Exercise prompt
Turn the entries, starting at the top and ending at the line that contains "56L157 56L156 57L154", into a two-column CSV with columns input and output: one row per entry, with its text under input and its answer under output, each in a quoted field with line breaks replaced by spaces. Leave the pictures out.

Items from a data source
◇ ◇ ◇

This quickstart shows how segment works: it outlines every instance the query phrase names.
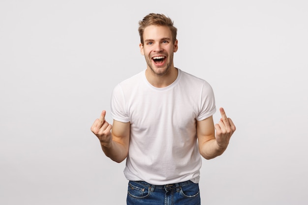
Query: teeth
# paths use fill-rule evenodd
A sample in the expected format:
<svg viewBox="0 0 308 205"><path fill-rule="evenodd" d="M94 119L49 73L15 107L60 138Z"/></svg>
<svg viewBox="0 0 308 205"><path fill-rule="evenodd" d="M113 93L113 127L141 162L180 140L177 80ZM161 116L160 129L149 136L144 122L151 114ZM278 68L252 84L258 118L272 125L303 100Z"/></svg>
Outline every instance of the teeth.
<svg viewBox="0 0 308 205"><path fill-rule="evenodd" d="M163 56L157 56L156 57L154 57L153 59L164 59L165 57Z"/></svg>

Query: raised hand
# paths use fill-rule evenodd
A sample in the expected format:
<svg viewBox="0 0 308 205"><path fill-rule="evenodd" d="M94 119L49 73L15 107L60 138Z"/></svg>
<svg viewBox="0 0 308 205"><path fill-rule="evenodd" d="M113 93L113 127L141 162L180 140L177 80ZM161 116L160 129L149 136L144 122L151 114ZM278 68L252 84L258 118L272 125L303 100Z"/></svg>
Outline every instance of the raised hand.
<svg viewBox="0 0 308 205"><path fill-rule="evenodd" d="M232 120L227 117L223 108L220 108L219 111L221 118L218 123L215 125L216 129L215 137L218 146L221 148L226 148L231 136L235 131L236 127Z"/></svg>
<svg viewBox="0 0 308 205"><path fill-rule="evenodd" d="M101 144L108 146L112 141L111 128L112 126L105 120L106 111L103 110L99 118L96 119L92 126L91 131L97 137Z"/></svg>

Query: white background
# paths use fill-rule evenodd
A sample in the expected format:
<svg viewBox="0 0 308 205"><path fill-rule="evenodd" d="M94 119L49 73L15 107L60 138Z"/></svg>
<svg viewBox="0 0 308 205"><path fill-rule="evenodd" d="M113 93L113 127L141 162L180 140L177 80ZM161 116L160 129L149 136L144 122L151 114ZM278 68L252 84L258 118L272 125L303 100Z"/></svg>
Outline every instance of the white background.
<svg viewBox="0 0 308 205"><path fill-rule="evenodd" d="M154 12L237 126L203 161L202 204L307 205L308 2L0 0L0 204L125 204L124 162L90 127L145 69L138 22Z"/></svg>

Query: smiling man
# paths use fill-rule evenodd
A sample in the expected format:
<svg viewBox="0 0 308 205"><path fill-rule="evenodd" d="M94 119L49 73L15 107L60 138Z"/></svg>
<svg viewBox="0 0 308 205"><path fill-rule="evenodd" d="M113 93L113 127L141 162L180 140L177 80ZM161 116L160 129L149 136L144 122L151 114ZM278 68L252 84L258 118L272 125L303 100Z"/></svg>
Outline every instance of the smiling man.
<svg viewBox="0 0 308 205"><path fill-rule="evenodd" d="M177 29L169 18L150 14L139 32L147 68L114 89L112 125L103 111L91 130L106 156L126 159L127 205L200 205L201 156L221 155L235 126L222 108L214 125L211 86L174 67Z"/></svg>

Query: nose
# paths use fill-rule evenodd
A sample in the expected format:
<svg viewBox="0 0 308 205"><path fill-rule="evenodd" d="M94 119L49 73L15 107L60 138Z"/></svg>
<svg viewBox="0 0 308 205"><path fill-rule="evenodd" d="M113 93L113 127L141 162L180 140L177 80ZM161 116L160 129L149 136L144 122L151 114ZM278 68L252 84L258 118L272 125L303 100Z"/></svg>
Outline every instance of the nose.
<svg viewBox="0 0 308 205"><path fill-rule="evenodd" d="M161 46L161 45L160 44L160 43L156 43L156 45L155 45L154 51L156 52L160 52L162 51L162 50L163 50L162 47Z"/></svg>

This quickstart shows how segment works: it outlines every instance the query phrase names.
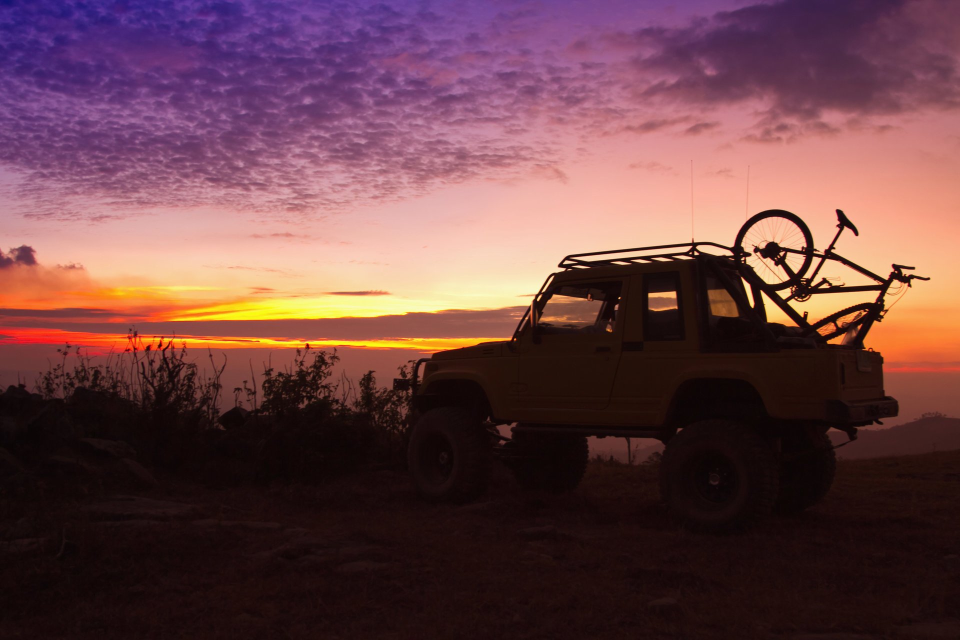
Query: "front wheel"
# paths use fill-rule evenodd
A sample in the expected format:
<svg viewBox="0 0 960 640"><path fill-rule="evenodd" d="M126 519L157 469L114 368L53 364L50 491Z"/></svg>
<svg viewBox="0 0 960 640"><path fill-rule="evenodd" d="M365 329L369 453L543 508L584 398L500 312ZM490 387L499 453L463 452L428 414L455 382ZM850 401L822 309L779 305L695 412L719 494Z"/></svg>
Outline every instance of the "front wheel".
<svg viewBox="0 0 960 640"><path fill-rule="evenodd" d="M438 502L468 502L487 489L490 433L460 407L425 413L414 426L407 464L417 492Z"/></svg>
<svg viewBox="0 0 960 640"><path fill-rule="evenodd" d="M685 526L721 533L769 514L778 478L770 440L734 420L703 420L683 429L663 451L660 495Z"/></svg>
<svg viewBox="0 0 960 640"><path fill-rule="evenodd" d="M813 260L813 236L803 220L782 209L767 209L744 223L734 247L774 291L798 284Z"/></svg>

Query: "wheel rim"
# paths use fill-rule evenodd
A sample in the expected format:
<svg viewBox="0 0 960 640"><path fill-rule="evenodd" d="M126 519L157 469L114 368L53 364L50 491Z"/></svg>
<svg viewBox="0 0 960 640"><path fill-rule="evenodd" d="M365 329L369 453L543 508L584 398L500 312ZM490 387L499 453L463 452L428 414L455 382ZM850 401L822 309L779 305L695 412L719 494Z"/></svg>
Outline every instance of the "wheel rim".
<svg viewBox="0 0 960 640"><path fill-rule="evenodd" d="M788 286L806 271L813 248L805 229L790 218L777 215L760 218L745 226L741 234L739 240L748 254L747 264L775 289Z"/></svg>
<svg viewBox="0 0 960 640"><path fill-rule="evenodd" d="M424 480L431 485L443 485L453 473L452 443L439 434L431 435L423 441L420 462Z"/></svg>
<svg viewBox="0 0 960 640"><path fill-rule="evenodd" d="M732 462L718 455L704 456L693 467L693 487L703 500L726 505L740 487L740 476Z"/></svg>

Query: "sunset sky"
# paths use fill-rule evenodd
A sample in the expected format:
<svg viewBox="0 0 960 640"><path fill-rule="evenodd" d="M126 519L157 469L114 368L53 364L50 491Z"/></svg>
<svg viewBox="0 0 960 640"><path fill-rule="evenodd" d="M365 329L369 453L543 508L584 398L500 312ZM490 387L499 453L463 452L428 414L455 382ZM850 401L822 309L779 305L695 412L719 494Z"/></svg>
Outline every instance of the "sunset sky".
<svg viewBox="0 0 960 640"><path fill-rule="evenodd" d="M844 209L840 252L932 277L868 346L955 372L957 42L954 0L4 3L0 384L132 326L509 337L564 254L687 241L691 206L821 248Z"/></svg>

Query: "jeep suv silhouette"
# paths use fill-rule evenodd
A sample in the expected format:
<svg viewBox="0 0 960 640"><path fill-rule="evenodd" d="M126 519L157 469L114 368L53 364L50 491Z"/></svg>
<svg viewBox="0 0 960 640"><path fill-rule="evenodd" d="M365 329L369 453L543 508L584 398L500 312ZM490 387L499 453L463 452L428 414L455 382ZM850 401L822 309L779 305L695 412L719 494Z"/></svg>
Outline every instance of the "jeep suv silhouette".
<svg viewBox="0 0 960 640"><path fill-rule="evenodd" d="M690 243L564 258L510 340L417 364L417 490L471 500L494 456L525 487L570 490L596 436L665 443L661 496L691 528L739 528L819 502L835 468L828 430L852 439L898 404L879 353L829 344L805 318L767 320L771 287L749 254ZM511 438L495 428L506 424Z"/></svg>

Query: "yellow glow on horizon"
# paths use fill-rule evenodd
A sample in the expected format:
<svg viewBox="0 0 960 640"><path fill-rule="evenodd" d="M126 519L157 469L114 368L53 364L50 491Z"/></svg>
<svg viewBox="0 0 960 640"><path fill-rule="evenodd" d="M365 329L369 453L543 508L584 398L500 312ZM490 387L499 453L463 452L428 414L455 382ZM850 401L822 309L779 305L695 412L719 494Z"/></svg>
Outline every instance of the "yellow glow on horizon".
<svg viewBox="0 0 960 640"><path fill-rule="evenodd" d="M0 327L0 332L12 334L12 339L0 339L0 344L66 344L126 348L129 338L126 334L101 334L61 329L22 329ZM173 340L177 346L186 344L187 348L231 349L231 348L301 348L309 344L312 348L333 348L350 346L369 349L406 349L412 351L444 351L479 343L503 341L495 338L394 338L382 340L277 340L273 338L247 338L241 336L152 336L141 334L140 340L150 344L159 338Z"/></svg>

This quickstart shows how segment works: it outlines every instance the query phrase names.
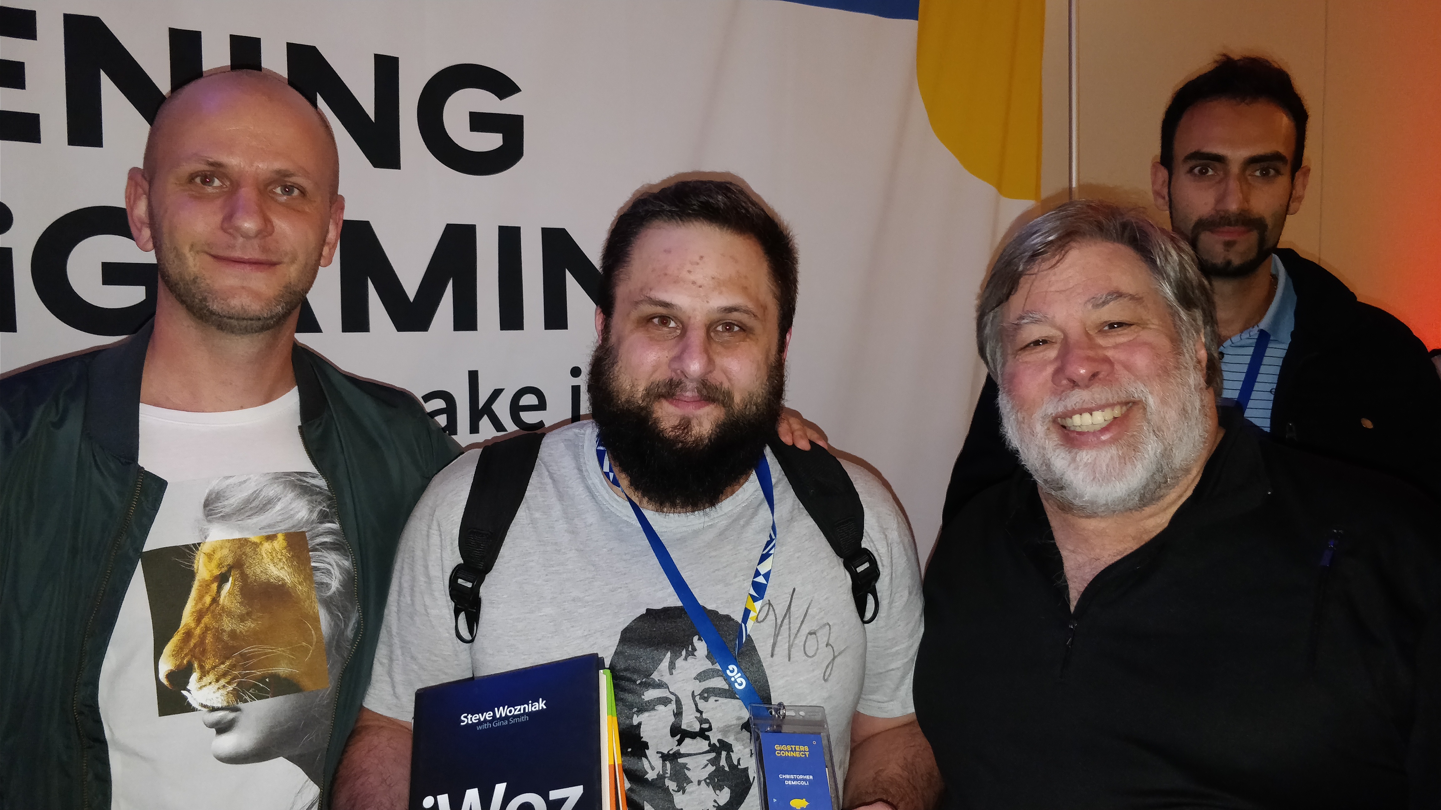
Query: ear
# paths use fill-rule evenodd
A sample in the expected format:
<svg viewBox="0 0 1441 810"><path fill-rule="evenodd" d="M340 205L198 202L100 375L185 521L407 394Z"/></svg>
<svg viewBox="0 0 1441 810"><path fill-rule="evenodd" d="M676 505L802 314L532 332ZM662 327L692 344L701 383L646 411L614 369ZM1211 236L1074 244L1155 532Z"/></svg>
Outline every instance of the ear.
<svg viewBox="0 0 1441 810"><path fill-rule="evenodd" d="M1170 213L1170 170L1160 160L1151 161L1151 200L1156 208Z"/></svg>
<svg viewBox="0 0 1441 810"><path fill-rule="evenodd" d="M346 197L336 195L330 203L330 223L326 225L326 245L320 249L320 267L330 267L340 245L340 226L346 222Z"/></svg>
<svg viewBox="0 0 1441 810"><path fill-rule="evenodd" d="M1291 205L1287 206L1285 213L1291 215L1301 210L1301 200L1306 199L1306 189L1311 184L1311 167L1303 166L1297 170L1295 177L1291 177Z"/></svg>
<svg viewBox="0 0 1441 810"><path fill-rule="evenodd" d="M135 245L141 251L156 249L156 238L150 232L150 180L138 166L125 176L125 219Z"/></svg>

◇ ◇ ◇

Full output
input,output
"This quickstart shows how segment works: it outlines every instance the query phrase names. Query: teeth # paths use fill-rule evenodd A sample in the expected format: <svg viewBox=""0 0 308 205""><path fill-rule=""evenodd"" d=""M94 119L49 73L15 107L60 138Z""/></svg> <svg viewBox=""0 0 308 205""><path fill-rule=""evenodd"" d=""M113 93L113 127L141 162L180 140L177 80ZM161 116L160 129L149 136L144 122L151 114ZM278 68L252 84L258 118L272 125L303 100Z""/></svg> Outline every instance of the teeth.","<svg viewBox=""0 0 308 205""><path fill-rule=""evenodd"" d=""M163 56L157 56L156 57L154 57L153 59L164 59L165 57Z""/></svg>"